(WHAT IS NEEDED) Each line below is to be copied out exactly, and none may be omitted.

Records from a data source:
- - -

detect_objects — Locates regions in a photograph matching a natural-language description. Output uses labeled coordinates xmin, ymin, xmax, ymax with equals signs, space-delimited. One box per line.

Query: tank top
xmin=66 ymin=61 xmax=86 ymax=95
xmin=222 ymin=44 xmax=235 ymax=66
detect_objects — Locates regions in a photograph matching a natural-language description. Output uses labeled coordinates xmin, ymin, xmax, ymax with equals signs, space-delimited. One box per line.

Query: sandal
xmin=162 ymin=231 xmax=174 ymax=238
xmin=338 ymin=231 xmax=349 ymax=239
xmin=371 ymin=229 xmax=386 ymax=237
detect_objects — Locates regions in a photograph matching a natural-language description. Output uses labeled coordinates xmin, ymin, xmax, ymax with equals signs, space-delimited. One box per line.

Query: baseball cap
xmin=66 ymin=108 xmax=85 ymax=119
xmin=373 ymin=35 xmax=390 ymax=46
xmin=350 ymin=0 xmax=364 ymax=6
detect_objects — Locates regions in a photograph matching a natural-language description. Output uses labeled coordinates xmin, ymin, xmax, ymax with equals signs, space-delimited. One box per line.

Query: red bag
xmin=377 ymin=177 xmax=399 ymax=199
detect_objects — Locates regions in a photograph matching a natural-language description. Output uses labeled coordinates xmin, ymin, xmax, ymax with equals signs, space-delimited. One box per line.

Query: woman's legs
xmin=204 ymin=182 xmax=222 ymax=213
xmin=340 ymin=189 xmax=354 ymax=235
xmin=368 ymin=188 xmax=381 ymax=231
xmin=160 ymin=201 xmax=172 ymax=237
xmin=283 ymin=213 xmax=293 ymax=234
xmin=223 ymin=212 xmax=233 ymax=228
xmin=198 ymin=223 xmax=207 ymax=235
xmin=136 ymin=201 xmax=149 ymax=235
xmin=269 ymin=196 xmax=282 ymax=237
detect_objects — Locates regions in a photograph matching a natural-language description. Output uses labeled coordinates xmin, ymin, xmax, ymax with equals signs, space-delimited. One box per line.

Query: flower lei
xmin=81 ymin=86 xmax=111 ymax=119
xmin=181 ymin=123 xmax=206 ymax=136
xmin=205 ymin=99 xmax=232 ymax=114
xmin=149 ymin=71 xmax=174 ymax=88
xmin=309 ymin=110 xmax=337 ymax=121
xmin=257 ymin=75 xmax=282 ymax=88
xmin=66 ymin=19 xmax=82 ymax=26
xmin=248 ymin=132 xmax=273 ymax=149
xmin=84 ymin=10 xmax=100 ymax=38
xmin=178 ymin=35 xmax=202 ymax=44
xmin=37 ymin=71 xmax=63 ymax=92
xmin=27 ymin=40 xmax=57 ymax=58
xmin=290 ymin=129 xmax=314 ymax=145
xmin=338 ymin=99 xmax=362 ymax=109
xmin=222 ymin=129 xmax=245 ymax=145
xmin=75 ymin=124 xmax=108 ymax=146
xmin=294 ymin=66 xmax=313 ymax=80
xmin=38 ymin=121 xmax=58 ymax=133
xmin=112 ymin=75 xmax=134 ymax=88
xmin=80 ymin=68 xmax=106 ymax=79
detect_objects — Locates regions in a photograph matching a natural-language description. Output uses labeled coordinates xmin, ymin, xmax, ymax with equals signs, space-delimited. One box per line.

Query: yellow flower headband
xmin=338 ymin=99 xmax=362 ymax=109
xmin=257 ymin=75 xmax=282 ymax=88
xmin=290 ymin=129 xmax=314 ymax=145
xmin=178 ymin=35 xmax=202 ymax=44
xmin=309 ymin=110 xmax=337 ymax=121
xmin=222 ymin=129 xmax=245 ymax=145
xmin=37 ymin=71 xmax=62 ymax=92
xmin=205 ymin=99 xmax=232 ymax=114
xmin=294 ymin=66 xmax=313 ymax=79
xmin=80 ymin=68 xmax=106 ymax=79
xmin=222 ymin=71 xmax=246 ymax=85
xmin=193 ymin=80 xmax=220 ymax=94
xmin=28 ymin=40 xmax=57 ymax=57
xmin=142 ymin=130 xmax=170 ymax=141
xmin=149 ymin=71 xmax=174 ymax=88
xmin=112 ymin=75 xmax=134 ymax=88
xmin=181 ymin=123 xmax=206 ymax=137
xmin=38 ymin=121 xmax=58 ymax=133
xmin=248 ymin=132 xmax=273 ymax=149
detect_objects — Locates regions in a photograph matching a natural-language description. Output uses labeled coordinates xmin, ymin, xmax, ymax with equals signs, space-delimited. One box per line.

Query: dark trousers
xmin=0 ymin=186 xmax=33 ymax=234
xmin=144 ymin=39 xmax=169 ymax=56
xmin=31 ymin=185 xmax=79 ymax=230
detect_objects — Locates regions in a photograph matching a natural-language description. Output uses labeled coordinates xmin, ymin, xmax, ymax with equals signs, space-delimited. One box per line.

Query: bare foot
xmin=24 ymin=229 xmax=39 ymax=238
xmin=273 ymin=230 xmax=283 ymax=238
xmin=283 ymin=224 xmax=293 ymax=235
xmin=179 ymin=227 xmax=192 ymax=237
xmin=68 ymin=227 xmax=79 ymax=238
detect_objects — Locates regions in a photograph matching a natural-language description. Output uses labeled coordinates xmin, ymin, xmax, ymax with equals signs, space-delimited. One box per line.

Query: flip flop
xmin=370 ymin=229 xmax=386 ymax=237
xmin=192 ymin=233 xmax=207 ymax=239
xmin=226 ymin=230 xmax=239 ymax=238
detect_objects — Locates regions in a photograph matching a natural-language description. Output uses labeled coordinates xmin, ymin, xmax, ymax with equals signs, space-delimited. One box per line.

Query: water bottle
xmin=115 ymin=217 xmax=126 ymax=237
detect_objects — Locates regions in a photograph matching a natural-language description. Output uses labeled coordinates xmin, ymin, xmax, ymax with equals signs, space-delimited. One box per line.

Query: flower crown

- - -

(WORKED SOLUTION)
detect_objects — Locates regions in a photograph matching a natural-language description. Output uses labeled coordinates xmin, ymin, xmax, ymax with equals signs, space-delimited. One box per line.

Query: tank top
xmin=66 ymin=61 xmax=86 ymax=95
xmin=222 ymin=44 xmax=235 ymax=66
detect_objects — Locates regions in a photograph matching a natural-language description. Output uses labeled coordinates xmin, ymin, xmax, ymax with equals signs, space-delimited. One box per line.

Query: sandal
xmin=162 ymin=231 xmax=174 ymax=238
xmin=338 ymin=231 xmax=349 ymax=239
xmin=371 ymin=229 xmax=386 ymax=237
detect_objects — Locates regions in a photograph matching a natural-language description. Output uses labeled coordinates xmin, ymin, xmax, ymax with equals signs, space-delimited. One box per line.

Query: baseball cap
xmin=66 ymin=108 xmax=85 ymax=119
xmin=373 ymin=35 xmax=390 ymax=46
xmin=350 ymin=0 xmax=364 ymax=6
detect_objects — Locates regions in a photograph matching a natural-language description. Output uses labeled coordinates xmin, ymin, xmax, ymax with equals signs, space-delimited. One box per line.

Query: red bag
xmin=377 ymin=177 xmax=399 ymax=199
detect_objects — Locates regions in a photograph matching a natural-language description. Output uses labeled coordinates xmin, ymin, xmax, ymax with equals signs, space-delimited. One box per line.

Query: woman's legs
xmin=204 ymin=182 xmax=222 ymax=213
xmin=340 ymin=189 xmax=354 ymax=235
xmin=368 ymin=188 xmax=381 ymax=231
xmin=160 ymin=201 xmax=172 ymax=237
xmin=283 ymin=213 xmax=293 ymax=234
xmin=223 ymin=212 xmax=233 ymax=228
xmin=198 ymin=223 xmax=207 ymax=235
xmin=136 ymin=201 xmax=149 ymax=235
xmin=269 ymin=196 xmax=282 ymax=237
detect_objects — Locates regions in a photograph matching a natural-language description. Output uses labeled coordinates xmin, ymin, xmax, ymax with equals signs, space-delimited. One box per line.

Query: flower lei
xmin=81 ymin=86 xmax=111 ymax=119
xmin=181 ymin=123 xmax=206 ymax=136
xmin=205 ymin=99 xmax=232 ymax=114
xmin=149 ymin=71 xmax=174 ymax=88
xmin=309 ymin=110 xmax=337 ymax=121
xmin=257 ymin=75 xmax=282 ymax=88
xmin=66 ymin=19 xmax=82 ymax=26
xmin=248 ymin=132 xmax=273 ymax=149
xmin=84 ymin=10 xmax=100 ymax=38
xmin=178 ymin=35 xmax=202 ymax=44
xmin=37 ymin=71 xmax=63 ymax=92
xmin=27 ymin=40 xmax=57 ymax=58
xmin=290 ymin=129 xmax=314 ymax=145
xmin=338 ymin=99 xmax=362 ymax=109
xmin=222 ymin=129 xmax=245 ymax=145
xmin=75 ymin=124 xmax=108 ymax=146
xmin=294 ymin=66 xmax=313 ymax=80
xmin=38 ymin=121 xmax=58 ymax=133
xmin=112 ymin=75 xmax=134 ymax=88
xmin=80 ymin=68 xmax=106 ymax=79
detect_objects — Locates regions in a photograph matching a natural-language description. Output uses labeled coordinates xmin, ymin, xmax, ymax with equals signs, space-delimited. One box per line.

Query: yellow flower headband
xmin=338 ymin=99 xmax=362 ymax=109
xmin=257 ymin=75 xmax=282 ymax=88
xmin=290 ymin=129 xmax=314 ymax=145
xmin=178 ymin=35 xmax=202 ymax=44
xmin=309 ymin=110 xmax=337 ymax=121
xmin=222 ymin=129 xmax=245 ymax=145
xmin=37 ymin=71 xmax=62 ymax=92
xmin=205 ymin=99 xmax=232 ymax=114
xmin=294 ymin=66 xmax=313 ymax=79
xmin=80 ymin=68 xmax=106 ymax=79
xmin=222 ymin=71 xmax=246 ymax=85
xmin=193 ymin=80 xmax=220 ymax=94
xmin=28 ymin=40 xmax=57 ymax=57
xmin=142 ymin=130 xmax=170 ymax=141
xmin=149 ymin=71 xmax=174 ymax=88
xmin=112 ymin=75 xmax=134 ymax=88
xmin=181 ymin=123 xmax=206 ymax=137
xmin=38 ymin=121 xmax=58 ymax=133
xmin=248 ymin=132 xmax=273 ymax=149
detect_objects — Locates regions in a photograph matching a natural-language description. Output uses labeled coordinates xmin, ymin, xmax, ymax with equals signs, space-delimited. One box per line.

Query: dark trousers
xmin=0 ymin=186 xmax=33 ymax=234
xmin=144 ymin=39 xmax=169 ymax=56
xmin=31 ymin=185 xmax=79 ymax=230
detect_objects — Locates regions in a photograph matching a natural-language description. Output uses labeled coordinates xmin, ymin, xmax, ymax with equals signs, space-delimited. One box per line.

Query: bare foot
xmin=24 ymin=229 xmax=39 ymax=238
xmin=273 ymin=230 xmax=283 ymax=238
xmin=283 ymin=224 xmax=293 ymax=235
xmin=179 ymin=227 xmax=192 ymax=237
xmin=68 ymin=227 xmax=79 ymax=238
detect_objects — Locates regions in a photograph matching a natural-language description. Output uses labeled coordinates xmin, ymin, xmax, ymax with equals signs, space-delimited. One box per line.

Query: flip flop
xmin=370 ymin=229 xmax=386 ymax=237
xmin=192 ymin=233 xmax=207 ymax=239
xmin=226 ymin=230 xmax=239 ymax=238
detect_objects — Locates regions in a photograph matching a natural-language description. Output uses labeled coordinates xmin, ymin, xmax, ymax with equals signs, space-delimited. One box per line.

Query: water bottle
xmin=115 ymin=217 xmax=126 ymax=237
detect_objects — Locates regions in a photograph matching a natural-language description. Output uses labeled coordinates xmin, ymin, xmax, ymax with equals signs, space-delimited. One box per line.

Query: flower crown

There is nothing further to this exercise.